* **Your goal**: Find the word "locate" in the records below. List each line containing it.

[Stored dataset items]
------
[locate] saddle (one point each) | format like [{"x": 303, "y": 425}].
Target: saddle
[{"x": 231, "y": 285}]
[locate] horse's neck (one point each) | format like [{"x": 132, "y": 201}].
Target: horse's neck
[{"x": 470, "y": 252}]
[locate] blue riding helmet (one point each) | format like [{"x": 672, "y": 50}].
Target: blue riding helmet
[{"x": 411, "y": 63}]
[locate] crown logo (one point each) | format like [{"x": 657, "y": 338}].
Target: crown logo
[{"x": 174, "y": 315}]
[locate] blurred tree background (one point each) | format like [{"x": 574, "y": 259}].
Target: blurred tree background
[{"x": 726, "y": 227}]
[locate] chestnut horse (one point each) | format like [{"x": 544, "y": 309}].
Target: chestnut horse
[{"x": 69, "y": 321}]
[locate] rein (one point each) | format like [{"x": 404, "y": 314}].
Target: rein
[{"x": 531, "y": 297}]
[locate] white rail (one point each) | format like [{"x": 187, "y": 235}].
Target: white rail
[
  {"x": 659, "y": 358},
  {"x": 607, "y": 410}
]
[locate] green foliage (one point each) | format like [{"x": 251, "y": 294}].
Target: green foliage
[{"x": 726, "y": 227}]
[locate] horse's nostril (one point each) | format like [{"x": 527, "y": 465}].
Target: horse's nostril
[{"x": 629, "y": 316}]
------
* **Task solution**:
[locate] saddle (one point each) | format like [{"x": 303, "y": 425}].
[locate] horse's neck (one point each) | format like [{"x": 132, "y": 201}].
[locate] blue riding helmet (one point each) | format like [{"x": 672, "y": 50}].
[locate] crown logo (one point each) | format like [{"x": 657, "y": 338}].
[locate] blurred tree background (one point each) | format like [{"x": 574, "y": 259}].
[locate] chestnut horse (one point each) | format like [{"x": 544, "y": 309}].
[locate] rein (one point each) | format like [{"x": 404, "y": 314}].
[locate] white rail (one point each) | format like [{"x": 187, "y": 235}].
[locate] green foliage (one point each) | format like [{"x": 251, "y": 294}].
[locate] horse's nostril (one point each) | format like [{"x": 527, "y": 465}].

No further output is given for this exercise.